Start of Extract
Who should read this: Banks, fintech, consumer advocates, API service providers

What it’s about: This article reviews whether banks are using their open banking capabilities to support consumers during the COVID-19 pandemic. Ideas are included for banks, fintech, consumer advocates and the API industry to help generate more financial services products built with open banking APIs that can address COVID-19 impacts.

Why it’s important: Open banking is meant to create a new paradigm in which consumers have more choice and fintech are able to enter the financial market and create new products and services. The COVID-19 pandemic is already limiting some of the new benefits of this model and restricting opportunities for consumers to better manage their finances.

Platformable’s Open Banking Quarterly Trends Report seeks to monitor the transition to open banking economies, in which bank services are available via APIs so that third parties (especially fintech) are able to create new products and services.

(Quick recap: Application Programming Interfaces (APIs) are a way to connect different systems. In an open banking context, APIs are used by banks to expose particular functionalities like payments, credit scoring, customer identification processes, or customer account information. This allows accredited third parties to create products that integrate directly with customer data, where customers have given their consent to do so.)

In Q1 2020, we observed 2 banks that have specifically used their open banking API infrastructure to address COVID-19 impacts of consumers. We have since heard of 1 other bank that has worked with restaurants to assist them use payments APIs and move to online payment models. Therefore, in total, our data shows that only 3 banks out of 197 (or 1.5%) are leveraging their open APIs to address COVID-19.

DBS Singapore and JPMorgan use APIs to address COVID-19 impacts

Context: The impact of open banking regulations

In some countries, new regulations are insisting that banks open APIs in order to ensure greater interoperability, to allow greater consumer control over financial data, to enhance competition, and/or to diversify the range of products available to consumers. In other countries, banks themselves see the potential of creating a platform approach, and are opening APIs and integrating with new partners.
End of Extract
## Exercise instructions:
(1) Transcribe the open banking article from "In some countries, new" to "with new partners.".
(2) According to the open banking article, how many of the 197 banks are leveraging their open APIs to address COVID-19?
The records have no connection to the open banking article.
Start of Material shown
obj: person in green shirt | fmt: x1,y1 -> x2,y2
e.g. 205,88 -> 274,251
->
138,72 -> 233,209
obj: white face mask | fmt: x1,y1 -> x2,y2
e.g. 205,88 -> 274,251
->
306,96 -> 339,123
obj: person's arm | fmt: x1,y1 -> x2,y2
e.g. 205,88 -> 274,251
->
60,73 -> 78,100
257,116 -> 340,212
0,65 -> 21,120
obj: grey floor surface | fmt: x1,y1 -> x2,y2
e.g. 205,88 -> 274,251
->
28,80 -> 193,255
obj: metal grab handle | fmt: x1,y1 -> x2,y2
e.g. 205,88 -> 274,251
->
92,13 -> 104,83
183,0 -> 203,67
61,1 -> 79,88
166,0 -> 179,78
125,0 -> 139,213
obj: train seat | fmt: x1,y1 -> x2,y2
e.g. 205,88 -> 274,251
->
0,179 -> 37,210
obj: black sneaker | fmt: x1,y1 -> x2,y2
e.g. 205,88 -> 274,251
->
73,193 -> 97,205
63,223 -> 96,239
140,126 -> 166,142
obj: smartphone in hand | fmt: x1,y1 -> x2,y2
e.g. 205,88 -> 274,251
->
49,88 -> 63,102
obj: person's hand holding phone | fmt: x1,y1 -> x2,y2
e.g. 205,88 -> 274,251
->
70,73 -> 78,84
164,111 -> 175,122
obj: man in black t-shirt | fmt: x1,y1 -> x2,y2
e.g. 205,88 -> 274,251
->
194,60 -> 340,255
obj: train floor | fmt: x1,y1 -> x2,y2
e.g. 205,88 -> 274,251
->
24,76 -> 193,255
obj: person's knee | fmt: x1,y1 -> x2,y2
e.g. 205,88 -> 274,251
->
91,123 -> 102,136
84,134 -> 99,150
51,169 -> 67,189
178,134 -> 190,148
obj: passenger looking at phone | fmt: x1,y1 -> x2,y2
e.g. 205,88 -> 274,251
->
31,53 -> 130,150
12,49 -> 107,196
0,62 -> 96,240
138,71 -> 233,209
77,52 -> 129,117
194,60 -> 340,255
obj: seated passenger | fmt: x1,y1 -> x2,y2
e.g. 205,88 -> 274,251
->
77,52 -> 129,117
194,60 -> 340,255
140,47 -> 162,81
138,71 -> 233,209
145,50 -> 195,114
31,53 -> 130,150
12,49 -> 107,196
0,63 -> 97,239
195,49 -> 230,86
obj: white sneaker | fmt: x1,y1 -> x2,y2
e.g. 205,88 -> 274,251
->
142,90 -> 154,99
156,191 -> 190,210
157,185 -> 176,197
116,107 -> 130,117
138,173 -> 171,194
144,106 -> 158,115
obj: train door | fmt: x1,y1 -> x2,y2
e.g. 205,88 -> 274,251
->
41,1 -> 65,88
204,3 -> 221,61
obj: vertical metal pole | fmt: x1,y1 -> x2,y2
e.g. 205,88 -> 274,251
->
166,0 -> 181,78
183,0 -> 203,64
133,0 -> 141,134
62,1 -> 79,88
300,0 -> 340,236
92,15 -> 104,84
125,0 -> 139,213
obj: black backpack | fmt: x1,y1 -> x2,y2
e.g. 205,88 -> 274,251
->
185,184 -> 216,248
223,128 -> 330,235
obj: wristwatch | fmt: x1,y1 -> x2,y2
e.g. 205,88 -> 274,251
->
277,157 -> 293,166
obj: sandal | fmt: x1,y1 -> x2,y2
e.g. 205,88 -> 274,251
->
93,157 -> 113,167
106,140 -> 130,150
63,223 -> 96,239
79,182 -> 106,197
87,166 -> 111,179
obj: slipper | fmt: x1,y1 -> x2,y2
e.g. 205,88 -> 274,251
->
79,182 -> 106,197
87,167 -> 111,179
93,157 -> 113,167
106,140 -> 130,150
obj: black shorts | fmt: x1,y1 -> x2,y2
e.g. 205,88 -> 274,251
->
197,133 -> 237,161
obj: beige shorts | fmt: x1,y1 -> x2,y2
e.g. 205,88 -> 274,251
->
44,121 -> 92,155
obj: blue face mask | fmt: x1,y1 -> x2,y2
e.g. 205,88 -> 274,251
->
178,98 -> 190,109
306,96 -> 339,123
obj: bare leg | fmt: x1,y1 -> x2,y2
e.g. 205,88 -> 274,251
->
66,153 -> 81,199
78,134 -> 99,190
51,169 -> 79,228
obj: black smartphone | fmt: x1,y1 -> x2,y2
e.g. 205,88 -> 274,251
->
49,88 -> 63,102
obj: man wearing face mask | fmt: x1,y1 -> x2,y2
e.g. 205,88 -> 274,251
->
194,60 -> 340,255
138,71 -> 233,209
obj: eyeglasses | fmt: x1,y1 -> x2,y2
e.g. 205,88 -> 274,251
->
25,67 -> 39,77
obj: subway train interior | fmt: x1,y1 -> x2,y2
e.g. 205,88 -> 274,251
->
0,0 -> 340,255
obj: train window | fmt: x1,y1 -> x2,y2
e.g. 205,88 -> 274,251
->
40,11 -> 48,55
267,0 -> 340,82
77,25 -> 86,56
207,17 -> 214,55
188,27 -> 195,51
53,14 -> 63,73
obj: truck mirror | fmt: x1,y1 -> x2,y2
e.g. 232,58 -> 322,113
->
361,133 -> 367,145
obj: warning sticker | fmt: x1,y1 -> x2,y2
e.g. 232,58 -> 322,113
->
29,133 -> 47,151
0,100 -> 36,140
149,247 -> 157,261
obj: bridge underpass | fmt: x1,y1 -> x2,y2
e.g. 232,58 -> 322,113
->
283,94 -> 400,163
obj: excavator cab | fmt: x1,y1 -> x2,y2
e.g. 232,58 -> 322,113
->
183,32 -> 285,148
End of Material shown
## Solutions in order:
(1)
In some countries, new regulations are insisting that banks open APIs in order to ensure greater interoperability, to allow greater consumer control over financial data, to enhance competition, and/or to diversify the range of products available to consumers. In other countries, banks themselves see the potential of creating a platform approach, and are opening APIs and integrating with new partners.

(2) Three banks, or 1.5%.